### [GIVEN TASK]
Both the line containing "Where can you spot the curly dark" and the last line of the listing are included: write out exactly the lines from one to the other.
▬▬▬
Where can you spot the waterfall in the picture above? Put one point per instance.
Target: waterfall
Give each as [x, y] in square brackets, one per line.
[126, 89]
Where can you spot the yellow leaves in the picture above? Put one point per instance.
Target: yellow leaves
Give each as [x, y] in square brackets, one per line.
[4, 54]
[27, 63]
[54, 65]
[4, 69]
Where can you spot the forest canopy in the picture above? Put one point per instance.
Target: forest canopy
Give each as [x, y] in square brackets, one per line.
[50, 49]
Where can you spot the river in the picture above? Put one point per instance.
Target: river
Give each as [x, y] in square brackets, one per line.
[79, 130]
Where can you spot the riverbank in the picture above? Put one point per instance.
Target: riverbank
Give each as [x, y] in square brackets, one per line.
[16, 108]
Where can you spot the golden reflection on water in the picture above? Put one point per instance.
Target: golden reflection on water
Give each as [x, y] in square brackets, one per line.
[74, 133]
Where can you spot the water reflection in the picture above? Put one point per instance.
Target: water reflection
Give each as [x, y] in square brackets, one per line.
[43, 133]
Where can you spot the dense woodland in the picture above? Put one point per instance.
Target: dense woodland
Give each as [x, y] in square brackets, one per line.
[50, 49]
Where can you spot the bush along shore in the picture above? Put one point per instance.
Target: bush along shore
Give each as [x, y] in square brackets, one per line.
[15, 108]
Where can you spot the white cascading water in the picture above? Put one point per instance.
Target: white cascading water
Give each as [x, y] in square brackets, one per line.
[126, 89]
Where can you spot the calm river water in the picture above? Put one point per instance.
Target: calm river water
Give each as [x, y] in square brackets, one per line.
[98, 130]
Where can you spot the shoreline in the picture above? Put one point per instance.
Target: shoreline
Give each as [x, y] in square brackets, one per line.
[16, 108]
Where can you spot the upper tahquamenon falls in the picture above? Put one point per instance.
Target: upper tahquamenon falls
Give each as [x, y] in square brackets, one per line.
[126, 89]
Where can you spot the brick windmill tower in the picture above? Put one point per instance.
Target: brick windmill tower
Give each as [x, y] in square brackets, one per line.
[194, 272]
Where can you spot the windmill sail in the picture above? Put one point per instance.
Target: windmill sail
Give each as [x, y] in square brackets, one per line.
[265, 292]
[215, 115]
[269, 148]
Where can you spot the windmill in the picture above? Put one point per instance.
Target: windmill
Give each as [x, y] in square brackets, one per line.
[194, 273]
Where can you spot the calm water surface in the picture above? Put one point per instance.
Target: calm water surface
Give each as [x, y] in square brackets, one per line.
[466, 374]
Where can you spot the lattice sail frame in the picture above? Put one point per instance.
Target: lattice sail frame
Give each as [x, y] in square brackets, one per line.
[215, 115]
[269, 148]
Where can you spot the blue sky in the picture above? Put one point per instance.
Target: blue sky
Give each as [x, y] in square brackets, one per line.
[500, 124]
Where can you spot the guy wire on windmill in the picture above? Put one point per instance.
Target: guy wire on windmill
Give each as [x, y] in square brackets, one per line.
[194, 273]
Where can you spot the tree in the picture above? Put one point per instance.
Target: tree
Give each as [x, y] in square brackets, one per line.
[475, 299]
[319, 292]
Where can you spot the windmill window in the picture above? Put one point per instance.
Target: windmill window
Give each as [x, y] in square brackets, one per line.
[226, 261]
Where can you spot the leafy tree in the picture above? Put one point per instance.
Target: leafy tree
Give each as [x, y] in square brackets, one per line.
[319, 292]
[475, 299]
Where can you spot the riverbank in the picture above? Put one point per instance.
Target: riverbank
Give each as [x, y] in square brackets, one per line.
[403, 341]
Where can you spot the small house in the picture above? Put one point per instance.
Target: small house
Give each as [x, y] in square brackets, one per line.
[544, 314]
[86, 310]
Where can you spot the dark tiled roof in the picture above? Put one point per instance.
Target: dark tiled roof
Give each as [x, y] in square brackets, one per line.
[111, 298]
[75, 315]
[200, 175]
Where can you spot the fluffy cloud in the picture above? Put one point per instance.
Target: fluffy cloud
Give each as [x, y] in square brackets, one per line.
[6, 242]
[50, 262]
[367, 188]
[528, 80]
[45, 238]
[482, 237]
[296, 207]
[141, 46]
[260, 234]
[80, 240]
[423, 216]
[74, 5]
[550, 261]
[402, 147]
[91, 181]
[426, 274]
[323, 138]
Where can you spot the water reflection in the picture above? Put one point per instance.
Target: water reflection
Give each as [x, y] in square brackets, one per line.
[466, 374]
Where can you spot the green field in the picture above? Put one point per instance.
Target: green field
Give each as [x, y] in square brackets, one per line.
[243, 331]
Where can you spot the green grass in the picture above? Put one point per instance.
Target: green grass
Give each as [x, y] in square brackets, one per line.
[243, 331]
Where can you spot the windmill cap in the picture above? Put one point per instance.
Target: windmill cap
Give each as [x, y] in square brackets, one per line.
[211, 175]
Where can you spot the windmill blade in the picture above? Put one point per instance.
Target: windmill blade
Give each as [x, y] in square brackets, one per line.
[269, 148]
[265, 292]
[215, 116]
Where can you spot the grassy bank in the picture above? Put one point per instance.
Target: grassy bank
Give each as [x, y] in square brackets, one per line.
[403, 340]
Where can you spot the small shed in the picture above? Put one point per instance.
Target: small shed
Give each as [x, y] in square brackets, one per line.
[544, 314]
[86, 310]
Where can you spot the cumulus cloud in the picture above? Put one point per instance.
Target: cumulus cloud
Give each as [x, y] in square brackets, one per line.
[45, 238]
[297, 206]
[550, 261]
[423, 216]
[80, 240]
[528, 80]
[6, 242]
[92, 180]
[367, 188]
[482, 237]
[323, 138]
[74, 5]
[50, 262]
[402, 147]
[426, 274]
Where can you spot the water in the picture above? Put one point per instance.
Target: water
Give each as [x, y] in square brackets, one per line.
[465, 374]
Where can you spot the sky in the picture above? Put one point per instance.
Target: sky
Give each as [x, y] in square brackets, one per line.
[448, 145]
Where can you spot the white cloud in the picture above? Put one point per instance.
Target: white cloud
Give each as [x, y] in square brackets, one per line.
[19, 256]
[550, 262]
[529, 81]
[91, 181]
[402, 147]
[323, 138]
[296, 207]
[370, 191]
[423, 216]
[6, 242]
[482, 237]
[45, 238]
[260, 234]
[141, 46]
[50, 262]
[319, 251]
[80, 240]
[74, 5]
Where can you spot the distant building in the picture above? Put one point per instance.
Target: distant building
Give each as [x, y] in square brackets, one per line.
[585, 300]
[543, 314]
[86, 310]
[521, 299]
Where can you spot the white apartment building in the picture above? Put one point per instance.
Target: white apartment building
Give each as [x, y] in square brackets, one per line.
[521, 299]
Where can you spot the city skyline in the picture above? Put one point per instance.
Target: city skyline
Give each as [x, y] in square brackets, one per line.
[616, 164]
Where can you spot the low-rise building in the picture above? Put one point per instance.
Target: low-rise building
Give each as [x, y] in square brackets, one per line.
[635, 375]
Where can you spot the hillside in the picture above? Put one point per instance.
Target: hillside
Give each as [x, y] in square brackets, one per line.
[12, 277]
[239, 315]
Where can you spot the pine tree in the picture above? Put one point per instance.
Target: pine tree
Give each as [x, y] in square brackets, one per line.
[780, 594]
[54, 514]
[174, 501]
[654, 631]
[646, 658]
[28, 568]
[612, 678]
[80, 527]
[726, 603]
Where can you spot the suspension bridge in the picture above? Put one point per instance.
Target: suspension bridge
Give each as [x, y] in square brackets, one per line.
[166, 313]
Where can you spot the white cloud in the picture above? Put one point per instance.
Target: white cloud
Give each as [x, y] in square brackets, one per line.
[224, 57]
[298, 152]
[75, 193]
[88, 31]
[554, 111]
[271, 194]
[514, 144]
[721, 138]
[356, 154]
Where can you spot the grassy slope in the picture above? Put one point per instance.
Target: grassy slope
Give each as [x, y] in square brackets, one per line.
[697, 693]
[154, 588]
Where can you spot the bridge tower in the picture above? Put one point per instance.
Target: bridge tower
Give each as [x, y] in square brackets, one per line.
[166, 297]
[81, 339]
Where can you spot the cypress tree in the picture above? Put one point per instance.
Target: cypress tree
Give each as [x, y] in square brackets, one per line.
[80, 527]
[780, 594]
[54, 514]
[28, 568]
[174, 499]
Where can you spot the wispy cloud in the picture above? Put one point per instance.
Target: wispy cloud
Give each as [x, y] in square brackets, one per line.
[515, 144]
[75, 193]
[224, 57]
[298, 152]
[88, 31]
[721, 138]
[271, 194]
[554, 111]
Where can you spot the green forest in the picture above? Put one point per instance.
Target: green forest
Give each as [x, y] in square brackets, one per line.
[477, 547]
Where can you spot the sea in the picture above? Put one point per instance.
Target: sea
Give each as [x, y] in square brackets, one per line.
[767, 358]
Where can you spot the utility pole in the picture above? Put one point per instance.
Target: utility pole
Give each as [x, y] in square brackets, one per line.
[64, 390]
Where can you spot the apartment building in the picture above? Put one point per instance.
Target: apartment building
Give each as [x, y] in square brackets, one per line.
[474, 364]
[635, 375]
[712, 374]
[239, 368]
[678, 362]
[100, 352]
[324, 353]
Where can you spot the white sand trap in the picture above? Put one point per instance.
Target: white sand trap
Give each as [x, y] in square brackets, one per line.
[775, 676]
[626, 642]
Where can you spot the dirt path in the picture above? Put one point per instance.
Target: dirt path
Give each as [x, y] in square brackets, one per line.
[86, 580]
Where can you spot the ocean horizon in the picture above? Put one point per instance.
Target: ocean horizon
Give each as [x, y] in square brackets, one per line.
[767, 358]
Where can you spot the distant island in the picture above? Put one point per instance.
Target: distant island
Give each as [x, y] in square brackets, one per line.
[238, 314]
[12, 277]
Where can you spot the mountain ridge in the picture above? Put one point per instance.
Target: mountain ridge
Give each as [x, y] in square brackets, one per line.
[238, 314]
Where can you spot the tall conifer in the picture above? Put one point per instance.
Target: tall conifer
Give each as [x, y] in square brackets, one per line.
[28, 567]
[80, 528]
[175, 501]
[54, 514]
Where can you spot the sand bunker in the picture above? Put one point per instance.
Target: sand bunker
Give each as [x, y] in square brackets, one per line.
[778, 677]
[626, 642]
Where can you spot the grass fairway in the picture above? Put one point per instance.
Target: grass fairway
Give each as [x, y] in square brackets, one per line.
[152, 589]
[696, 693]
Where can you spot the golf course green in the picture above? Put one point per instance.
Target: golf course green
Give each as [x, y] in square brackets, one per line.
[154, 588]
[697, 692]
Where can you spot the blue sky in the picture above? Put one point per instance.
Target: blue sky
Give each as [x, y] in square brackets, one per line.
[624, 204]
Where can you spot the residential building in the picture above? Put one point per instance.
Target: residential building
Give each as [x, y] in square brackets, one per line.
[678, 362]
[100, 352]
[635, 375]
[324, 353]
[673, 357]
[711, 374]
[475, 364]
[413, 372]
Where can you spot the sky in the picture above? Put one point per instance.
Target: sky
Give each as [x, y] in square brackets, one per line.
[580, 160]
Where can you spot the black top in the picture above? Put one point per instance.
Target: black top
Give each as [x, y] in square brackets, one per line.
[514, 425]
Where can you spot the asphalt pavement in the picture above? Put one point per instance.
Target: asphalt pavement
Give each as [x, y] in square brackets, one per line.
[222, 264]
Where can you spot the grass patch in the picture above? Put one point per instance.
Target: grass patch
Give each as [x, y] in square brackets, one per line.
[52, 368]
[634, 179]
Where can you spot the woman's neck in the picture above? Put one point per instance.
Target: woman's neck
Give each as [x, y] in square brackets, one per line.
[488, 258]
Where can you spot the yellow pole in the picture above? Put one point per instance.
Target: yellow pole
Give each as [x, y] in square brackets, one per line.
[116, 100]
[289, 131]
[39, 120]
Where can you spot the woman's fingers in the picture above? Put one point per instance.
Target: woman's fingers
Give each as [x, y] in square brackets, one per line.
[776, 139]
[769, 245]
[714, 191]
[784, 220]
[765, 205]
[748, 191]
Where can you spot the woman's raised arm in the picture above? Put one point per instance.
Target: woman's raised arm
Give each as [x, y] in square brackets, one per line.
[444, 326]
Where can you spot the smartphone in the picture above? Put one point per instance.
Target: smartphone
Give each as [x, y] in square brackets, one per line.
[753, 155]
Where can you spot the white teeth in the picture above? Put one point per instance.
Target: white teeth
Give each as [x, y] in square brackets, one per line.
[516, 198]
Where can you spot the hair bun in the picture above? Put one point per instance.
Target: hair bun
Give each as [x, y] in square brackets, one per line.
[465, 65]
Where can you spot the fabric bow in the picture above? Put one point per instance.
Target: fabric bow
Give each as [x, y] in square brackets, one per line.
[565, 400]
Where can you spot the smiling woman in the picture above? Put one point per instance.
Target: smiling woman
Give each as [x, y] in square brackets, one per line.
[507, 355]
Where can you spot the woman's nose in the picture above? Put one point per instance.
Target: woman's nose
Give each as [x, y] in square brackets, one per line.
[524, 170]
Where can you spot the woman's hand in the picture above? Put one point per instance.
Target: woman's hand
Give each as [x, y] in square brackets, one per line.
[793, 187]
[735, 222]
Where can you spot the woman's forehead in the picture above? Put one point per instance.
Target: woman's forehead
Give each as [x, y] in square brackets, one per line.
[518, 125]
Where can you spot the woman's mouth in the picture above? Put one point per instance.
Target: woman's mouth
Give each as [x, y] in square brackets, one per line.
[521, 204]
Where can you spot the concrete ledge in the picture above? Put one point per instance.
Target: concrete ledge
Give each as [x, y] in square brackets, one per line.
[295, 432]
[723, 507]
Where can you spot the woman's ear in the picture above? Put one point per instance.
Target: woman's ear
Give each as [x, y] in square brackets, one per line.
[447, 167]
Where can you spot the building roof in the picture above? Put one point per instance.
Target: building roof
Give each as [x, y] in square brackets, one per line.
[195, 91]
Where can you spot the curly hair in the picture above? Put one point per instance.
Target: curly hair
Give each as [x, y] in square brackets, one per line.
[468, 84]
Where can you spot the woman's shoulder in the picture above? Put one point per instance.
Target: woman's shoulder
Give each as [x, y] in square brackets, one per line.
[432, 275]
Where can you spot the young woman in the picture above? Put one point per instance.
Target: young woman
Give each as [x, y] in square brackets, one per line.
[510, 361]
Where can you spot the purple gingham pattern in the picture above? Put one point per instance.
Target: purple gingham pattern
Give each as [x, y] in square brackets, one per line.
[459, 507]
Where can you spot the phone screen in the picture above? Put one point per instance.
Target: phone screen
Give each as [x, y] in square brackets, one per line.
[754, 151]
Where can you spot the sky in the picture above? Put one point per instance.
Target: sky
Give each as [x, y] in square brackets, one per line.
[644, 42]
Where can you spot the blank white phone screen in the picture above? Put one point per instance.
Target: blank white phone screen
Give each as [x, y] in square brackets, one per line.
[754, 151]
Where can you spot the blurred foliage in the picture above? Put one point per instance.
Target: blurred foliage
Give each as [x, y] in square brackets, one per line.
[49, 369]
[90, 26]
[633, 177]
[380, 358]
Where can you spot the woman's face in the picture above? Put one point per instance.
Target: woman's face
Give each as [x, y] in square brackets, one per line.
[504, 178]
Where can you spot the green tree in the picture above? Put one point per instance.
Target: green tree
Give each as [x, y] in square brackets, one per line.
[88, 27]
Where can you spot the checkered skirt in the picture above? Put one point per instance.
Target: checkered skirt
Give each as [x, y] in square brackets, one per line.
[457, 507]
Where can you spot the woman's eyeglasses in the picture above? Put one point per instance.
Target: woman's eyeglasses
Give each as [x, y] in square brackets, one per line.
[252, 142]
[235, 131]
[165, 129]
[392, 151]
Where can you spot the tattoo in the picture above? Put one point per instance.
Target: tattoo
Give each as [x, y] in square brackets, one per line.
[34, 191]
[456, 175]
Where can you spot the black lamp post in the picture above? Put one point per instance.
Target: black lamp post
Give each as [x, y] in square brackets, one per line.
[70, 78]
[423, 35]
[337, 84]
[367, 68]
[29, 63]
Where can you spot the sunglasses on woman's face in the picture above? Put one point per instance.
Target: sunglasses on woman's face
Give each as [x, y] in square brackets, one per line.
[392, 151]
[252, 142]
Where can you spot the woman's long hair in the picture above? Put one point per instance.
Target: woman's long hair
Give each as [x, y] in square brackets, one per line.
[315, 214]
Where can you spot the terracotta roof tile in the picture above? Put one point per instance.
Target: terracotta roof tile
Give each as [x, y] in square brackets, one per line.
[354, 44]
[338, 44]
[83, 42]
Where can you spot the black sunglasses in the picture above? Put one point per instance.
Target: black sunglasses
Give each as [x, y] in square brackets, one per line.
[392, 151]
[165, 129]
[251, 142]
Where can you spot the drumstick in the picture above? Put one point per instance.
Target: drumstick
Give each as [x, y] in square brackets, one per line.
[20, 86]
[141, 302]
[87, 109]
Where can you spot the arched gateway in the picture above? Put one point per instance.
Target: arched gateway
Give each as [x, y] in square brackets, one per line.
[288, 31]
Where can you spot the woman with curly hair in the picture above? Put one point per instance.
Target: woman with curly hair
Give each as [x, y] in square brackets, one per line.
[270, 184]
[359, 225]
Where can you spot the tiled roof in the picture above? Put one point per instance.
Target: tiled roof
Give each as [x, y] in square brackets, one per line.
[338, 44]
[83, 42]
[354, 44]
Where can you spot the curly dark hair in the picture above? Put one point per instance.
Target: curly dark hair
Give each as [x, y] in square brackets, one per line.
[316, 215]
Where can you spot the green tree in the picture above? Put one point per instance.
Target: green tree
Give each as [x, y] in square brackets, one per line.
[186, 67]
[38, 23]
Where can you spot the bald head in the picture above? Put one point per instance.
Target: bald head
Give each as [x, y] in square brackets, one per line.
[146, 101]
▬▬▬
### [SOLUTION FOR THIS EXERCISE]
Where can you spot the curly dark hair in the picture above? Put one point per instance.
Target: curly dark hair
Give each as [x, y] in square brackets, one per line.
[316, 215]
Where can you spot the green tree in the picture above? Put one point per instance.
Target: green tree
Give each as [x, y] in square brackets, one per line.
[186, 67]
[38, 23]
Where can you spot the bald head in the picture above? Put one point per instance.
Target: bald head
Give each as [x, y] in square brackets, one per line.
[146, 101]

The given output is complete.